(Spatial annotation records)
• • •
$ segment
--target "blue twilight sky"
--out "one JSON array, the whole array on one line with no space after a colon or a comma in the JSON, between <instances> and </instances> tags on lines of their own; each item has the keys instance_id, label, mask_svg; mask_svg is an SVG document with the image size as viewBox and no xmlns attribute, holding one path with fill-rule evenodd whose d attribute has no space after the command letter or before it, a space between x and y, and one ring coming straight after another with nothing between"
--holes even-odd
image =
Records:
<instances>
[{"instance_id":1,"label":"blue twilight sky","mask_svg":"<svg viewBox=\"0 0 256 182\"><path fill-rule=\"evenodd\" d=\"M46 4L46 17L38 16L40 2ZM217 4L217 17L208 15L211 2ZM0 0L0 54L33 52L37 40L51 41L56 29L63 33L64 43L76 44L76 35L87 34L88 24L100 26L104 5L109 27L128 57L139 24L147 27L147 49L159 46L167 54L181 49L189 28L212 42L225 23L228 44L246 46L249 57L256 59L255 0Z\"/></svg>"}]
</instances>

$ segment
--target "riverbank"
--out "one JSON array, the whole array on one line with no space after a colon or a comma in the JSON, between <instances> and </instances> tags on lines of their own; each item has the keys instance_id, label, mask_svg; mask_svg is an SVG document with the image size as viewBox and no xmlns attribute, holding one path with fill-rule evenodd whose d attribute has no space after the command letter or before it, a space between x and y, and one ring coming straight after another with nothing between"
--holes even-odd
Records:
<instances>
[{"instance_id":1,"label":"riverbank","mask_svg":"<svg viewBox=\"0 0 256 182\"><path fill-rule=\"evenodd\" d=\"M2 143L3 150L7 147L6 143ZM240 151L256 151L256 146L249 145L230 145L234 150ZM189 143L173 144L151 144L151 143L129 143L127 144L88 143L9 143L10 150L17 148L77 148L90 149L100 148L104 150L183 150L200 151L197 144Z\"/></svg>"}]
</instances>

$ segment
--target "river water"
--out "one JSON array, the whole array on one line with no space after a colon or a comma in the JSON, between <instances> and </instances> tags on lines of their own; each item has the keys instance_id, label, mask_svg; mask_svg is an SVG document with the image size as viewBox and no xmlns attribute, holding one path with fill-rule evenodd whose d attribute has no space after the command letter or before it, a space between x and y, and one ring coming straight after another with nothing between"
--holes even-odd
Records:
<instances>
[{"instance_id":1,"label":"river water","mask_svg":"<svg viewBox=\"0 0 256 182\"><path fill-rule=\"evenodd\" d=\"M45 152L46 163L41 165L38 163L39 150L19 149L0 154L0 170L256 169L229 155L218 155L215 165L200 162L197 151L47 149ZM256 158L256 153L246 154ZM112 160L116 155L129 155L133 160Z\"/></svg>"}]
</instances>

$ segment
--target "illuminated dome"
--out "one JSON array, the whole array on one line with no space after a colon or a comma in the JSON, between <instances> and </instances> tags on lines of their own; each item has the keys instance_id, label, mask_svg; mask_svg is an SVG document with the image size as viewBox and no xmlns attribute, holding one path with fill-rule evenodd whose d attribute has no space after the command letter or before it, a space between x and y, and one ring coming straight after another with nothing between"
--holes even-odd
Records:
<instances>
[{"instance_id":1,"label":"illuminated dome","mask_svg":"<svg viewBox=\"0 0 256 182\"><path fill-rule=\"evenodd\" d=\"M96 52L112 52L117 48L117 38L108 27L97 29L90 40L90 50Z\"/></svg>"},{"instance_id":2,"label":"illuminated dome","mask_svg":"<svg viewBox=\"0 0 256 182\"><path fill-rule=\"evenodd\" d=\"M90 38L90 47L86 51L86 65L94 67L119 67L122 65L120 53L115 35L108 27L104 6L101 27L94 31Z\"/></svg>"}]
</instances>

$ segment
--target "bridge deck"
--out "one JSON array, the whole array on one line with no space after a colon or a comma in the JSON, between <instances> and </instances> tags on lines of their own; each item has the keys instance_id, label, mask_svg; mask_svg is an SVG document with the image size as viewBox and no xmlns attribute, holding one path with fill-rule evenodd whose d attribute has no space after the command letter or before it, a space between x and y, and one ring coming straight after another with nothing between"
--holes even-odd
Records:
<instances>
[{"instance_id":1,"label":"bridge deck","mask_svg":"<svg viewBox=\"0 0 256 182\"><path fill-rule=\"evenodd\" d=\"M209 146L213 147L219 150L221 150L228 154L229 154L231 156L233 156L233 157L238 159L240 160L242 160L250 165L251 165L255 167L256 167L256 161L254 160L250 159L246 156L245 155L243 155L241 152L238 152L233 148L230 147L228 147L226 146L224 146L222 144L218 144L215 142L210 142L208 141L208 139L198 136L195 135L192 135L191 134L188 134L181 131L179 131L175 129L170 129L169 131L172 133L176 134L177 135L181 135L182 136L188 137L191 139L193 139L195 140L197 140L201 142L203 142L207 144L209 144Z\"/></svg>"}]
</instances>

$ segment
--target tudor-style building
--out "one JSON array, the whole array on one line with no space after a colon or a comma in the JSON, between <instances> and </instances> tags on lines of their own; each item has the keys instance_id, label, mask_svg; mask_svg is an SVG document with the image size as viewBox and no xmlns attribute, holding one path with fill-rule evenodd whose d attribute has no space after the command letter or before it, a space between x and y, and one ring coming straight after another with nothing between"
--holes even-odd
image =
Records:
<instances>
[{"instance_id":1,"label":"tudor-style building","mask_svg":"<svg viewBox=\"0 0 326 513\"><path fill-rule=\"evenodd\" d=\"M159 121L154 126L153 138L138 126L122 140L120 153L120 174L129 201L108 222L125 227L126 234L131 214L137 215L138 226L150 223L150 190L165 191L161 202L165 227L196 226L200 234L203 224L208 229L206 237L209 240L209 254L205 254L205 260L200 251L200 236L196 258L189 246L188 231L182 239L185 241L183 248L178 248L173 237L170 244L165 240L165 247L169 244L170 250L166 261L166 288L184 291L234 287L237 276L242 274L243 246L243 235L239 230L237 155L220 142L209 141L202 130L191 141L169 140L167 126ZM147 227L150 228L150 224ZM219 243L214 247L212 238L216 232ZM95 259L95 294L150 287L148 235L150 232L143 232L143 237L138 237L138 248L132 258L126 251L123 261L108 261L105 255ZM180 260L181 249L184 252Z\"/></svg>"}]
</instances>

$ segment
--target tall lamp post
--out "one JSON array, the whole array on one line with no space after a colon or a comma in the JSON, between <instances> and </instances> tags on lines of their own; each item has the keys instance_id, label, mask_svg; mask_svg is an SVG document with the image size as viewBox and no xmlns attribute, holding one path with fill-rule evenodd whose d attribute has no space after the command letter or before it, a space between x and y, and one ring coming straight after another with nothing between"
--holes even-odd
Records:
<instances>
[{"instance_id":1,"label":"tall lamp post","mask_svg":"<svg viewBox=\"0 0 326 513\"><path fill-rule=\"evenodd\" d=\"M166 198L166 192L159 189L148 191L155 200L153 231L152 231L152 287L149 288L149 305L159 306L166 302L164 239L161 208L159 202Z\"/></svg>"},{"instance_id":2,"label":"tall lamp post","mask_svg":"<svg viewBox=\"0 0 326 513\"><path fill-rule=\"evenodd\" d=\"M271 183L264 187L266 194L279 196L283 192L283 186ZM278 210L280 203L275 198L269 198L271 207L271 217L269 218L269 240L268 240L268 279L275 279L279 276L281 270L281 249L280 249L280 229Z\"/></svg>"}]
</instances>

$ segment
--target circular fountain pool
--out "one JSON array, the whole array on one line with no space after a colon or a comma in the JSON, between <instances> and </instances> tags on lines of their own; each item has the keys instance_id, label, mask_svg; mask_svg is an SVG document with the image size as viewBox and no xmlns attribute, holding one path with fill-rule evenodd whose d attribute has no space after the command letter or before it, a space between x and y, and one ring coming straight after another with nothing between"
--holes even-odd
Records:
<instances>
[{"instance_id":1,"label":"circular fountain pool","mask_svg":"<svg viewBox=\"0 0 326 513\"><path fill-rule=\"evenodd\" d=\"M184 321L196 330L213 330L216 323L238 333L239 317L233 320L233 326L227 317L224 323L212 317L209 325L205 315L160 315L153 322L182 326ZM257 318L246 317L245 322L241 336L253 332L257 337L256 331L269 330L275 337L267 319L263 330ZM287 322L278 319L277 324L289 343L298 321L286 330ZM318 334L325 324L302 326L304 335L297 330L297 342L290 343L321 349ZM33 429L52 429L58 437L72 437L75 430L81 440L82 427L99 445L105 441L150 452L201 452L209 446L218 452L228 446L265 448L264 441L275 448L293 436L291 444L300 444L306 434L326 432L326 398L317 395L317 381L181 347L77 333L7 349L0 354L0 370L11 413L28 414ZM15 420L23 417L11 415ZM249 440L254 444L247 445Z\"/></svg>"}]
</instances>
• • •
▸ **Written exercise**: Which lines of the items above contain the string "target", with case counting? Pick out each such line and copy it.

▸ **Solution for this exercise**:
--target "blue twilight sky"
--target "riverbank"
--target "river water"
--target "illuminated dome"
--target "bridge deck"
--target tudor-style building
--target tall lamp post
--target circular fountain pool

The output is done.